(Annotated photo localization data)
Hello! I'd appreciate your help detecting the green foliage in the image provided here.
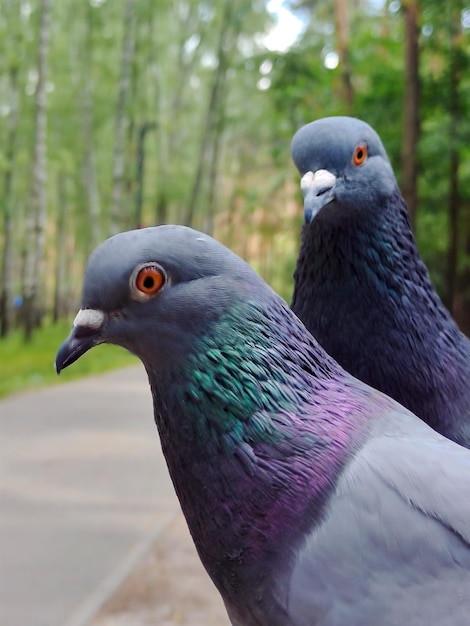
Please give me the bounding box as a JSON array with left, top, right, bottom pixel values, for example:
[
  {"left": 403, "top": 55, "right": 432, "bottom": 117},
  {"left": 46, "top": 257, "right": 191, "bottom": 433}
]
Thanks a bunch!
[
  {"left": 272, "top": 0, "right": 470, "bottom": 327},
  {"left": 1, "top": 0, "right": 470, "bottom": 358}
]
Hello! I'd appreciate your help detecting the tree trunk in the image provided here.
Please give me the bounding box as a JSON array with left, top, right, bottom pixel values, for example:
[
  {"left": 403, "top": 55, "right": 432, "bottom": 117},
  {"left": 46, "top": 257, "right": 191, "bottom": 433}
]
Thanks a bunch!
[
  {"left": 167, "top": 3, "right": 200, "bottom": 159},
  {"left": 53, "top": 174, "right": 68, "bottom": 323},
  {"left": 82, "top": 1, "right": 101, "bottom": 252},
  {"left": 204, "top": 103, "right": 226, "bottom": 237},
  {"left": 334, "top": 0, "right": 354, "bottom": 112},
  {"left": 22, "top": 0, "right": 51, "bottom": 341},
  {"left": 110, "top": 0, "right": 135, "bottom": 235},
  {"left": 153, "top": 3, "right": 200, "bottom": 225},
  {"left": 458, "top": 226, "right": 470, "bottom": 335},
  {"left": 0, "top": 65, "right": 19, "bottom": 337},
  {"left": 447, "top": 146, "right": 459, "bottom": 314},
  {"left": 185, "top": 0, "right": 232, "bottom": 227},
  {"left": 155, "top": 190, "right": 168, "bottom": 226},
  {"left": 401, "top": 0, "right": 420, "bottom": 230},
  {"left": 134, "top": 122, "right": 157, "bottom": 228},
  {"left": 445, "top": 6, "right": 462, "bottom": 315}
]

### What the task asks
In the data above, copy every line where the string "detecting" appears.

### Your solution
Hello! I'd appreciate your help detecting the green foliage in the image provided here.
Hello! I'd appreciate your help detecting the tree trunk in the image provided here.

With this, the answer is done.